● TASK REQUIREMENTS: Extract each line of the data below that contains the word "metal", and copy every such line in full.
::: GIVEN DATA :::
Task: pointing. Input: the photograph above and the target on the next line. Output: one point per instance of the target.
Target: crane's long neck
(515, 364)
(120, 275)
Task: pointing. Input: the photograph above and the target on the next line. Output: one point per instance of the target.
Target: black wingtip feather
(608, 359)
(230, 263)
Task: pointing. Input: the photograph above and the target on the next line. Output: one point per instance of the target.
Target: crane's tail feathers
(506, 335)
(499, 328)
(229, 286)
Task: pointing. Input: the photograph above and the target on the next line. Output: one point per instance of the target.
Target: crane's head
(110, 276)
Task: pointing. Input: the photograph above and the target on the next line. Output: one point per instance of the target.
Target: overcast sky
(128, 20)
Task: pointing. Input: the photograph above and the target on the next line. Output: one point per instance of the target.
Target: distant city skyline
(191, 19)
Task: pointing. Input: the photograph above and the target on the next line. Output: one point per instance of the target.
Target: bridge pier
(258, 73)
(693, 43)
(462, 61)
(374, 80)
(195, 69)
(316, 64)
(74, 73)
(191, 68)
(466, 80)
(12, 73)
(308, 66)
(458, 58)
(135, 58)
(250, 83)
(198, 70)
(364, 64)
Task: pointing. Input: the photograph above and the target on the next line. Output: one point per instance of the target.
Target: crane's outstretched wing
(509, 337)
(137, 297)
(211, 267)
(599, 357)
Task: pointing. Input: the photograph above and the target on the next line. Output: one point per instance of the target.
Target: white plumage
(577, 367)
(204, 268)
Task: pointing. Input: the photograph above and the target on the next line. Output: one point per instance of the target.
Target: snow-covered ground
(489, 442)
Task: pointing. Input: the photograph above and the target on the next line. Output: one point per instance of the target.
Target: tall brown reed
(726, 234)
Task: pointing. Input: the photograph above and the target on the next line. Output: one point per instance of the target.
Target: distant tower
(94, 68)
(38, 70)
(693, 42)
:::
::: GIVEN DATA :::
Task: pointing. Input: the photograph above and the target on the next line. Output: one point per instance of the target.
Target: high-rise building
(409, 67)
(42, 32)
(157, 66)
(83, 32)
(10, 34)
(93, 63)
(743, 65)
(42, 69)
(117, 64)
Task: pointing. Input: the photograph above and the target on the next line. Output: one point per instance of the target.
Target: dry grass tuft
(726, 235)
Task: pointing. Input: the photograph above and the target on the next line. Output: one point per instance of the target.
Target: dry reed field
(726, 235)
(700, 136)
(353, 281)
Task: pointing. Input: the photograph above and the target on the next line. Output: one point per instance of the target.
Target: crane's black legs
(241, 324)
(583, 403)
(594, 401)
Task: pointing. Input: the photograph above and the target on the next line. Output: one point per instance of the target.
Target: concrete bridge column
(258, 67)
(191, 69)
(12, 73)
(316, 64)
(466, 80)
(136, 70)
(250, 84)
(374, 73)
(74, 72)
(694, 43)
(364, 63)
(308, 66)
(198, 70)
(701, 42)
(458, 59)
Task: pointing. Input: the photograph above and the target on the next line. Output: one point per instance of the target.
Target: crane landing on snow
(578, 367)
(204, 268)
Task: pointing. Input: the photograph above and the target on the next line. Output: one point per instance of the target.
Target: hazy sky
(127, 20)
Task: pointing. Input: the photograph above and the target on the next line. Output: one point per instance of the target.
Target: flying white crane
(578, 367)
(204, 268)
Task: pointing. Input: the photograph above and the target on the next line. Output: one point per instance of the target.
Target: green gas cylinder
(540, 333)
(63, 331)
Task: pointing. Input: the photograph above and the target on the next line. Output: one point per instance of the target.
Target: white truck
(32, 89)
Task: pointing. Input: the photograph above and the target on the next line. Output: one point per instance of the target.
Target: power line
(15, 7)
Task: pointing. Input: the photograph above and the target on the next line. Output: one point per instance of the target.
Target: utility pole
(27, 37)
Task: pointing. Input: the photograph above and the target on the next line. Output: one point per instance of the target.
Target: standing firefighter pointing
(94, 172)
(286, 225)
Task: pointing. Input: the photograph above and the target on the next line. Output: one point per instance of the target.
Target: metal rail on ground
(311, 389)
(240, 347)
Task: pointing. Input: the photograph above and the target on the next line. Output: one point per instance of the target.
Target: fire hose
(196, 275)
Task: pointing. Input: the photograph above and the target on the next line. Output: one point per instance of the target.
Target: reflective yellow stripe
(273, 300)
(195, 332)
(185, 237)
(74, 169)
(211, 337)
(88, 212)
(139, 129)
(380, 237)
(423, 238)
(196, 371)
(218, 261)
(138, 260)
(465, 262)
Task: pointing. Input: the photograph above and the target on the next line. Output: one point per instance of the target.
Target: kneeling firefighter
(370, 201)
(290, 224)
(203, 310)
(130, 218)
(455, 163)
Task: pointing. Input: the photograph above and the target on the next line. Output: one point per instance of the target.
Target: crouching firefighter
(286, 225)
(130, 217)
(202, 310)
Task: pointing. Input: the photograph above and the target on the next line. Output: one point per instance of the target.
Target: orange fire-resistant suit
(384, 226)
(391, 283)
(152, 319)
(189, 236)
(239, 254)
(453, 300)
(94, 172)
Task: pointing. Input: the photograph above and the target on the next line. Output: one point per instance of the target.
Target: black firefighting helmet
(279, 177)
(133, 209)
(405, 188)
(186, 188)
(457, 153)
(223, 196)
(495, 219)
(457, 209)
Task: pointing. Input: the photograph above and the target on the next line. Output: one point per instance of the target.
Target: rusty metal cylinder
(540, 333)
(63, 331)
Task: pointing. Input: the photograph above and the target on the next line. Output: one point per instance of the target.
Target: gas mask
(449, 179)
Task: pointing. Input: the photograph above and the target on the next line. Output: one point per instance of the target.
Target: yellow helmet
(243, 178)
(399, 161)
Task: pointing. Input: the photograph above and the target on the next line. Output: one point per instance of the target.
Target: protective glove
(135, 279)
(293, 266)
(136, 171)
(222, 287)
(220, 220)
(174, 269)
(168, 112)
:::
::: GIVEN DATA :::
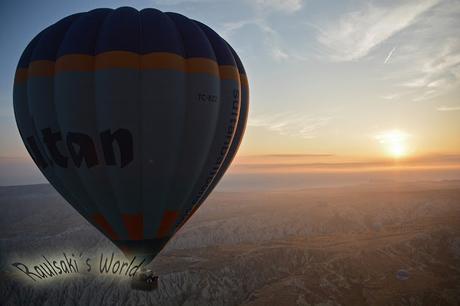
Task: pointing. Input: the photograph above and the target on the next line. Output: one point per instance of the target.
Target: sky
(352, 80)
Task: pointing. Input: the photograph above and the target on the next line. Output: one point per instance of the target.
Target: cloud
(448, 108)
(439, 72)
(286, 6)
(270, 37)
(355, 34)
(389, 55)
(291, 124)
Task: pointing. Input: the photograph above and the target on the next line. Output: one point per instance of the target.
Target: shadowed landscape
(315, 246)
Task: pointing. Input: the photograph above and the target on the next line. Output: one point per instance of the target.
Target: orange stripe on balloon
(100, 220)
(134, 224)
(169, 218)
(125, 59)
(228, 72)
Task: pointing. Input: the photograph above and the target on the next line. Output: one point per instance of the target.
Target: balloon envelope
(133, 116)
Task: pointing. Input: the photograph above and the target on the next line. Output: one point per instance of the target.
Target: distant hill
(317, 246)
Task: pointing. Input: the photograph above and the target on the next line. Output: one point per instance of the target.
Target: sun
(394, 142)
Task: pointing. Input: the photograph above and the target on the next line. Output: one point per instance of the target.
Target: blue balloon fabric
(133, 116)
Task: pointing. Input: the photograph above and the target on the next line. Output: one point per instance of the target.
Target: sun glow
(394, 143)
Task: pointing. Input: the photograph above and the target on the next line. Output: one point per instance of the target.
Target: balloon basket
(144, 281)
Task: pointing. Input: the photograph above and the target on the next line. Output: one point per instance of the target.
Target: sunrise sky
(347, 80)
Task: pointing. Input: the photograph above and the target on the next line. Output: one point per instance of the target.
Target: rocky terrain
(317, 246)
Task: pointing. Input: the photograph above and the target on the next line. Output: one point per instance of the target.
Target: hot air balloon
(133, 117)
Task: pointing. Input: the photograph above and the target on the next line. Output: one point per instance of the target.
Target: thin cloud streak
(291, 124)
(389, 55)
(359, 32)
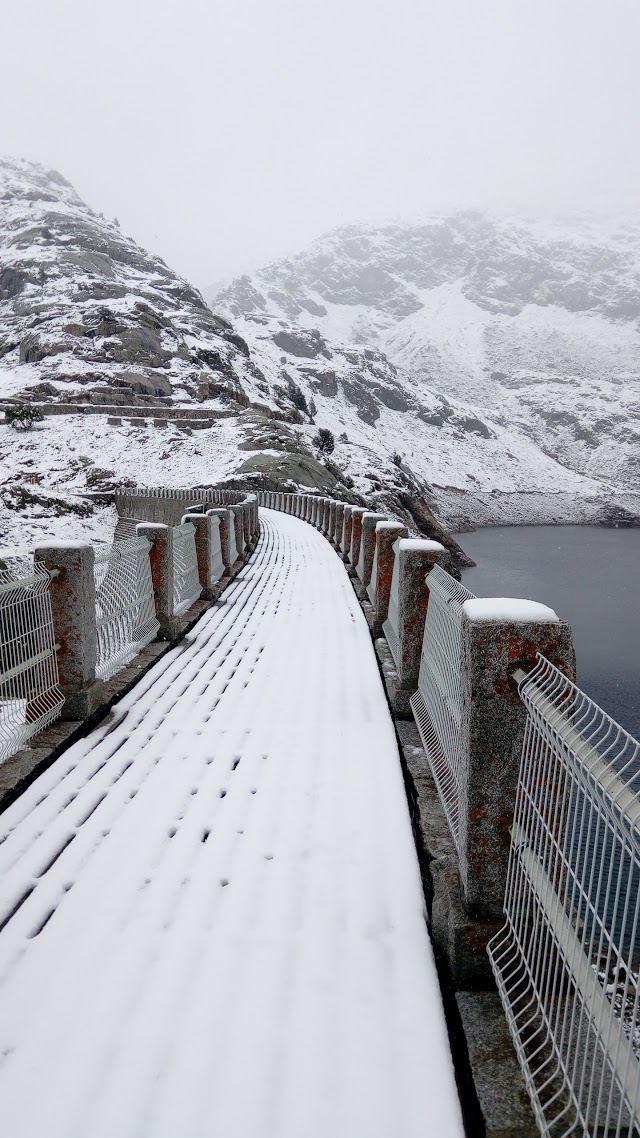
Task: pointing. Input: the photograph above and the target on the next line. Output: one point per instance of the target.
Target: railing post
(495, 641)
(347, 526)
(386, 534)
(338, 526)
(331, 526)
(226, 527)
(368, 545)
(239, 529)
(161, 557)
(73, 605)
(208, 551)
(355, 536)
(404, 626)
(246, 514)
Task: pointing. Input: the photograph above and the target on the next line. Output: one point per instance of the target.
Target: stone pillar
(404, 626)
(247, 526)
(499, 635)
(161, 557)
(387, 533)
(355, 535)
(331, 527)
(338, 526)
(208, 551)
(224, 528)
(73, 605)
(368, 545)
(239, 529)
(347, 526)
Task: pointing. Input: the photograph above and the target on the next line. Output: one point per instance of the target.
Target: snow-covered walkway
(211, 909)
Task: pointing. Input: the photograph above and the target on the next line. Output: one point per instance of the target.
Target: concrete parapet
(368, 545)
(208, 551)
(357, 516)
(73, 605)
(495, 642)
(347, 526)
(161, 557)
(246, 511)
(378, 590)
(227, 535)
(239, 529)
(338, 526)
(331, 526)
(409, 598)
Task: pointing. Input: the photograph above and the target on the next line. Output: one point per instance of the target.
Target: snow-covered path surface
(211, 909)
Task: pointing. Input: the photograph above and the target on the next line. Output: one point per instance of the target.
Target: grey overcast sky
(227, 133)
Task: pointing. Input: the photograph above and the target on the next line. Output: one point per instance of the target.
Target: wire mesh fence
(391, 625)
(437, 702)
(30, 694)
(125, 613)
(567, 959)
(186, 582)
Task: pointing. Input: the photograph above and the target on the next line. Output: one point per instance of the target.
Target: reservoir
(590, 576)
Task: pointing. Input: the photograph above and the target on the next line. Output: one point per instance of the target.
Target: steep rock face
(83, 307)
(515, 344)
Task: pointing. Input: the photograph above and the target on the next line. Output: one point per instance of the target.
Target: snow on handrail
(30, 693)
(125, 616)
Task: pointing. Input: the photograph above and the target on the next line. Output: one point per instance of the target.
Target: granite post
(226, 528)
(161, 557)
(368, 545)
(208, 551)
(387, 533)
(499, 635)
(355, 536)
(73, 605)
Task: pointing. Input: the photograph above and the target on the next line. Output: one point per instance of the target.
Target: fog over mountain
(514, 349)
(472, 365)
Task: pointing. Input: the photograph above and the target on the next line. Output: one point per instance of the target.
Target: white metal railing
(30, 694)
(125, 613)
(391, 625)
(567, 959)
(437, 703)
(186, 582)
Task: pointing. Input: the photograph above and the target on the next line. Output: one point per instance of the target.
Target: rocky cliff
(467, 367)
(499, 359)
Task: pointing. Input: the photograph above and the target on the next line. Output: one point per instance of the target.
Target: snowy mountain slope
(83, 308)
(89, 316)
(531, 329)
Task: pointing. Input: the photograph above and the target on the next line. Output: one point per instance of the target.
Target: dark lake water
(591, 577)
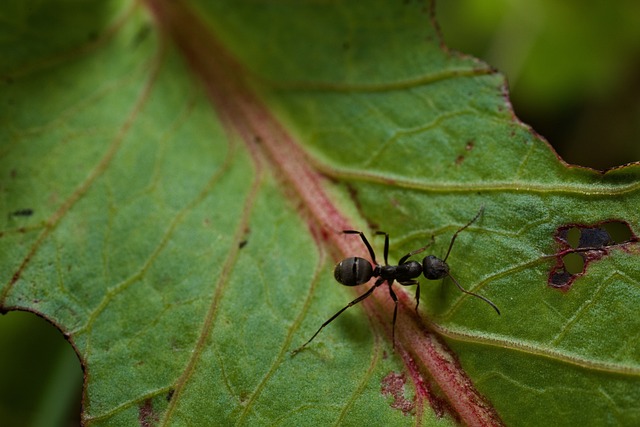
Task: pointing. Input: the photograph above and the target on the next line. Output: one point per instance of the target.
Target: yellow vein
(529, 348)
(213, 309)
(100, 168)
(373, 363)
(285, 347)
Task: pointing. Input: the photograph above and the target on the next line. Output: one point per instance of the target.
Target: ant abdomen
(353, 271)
:::
● FINISHED ANSWER:
Target: metal rail on ground
Target: rusty metal cylinder
Target: white metal railing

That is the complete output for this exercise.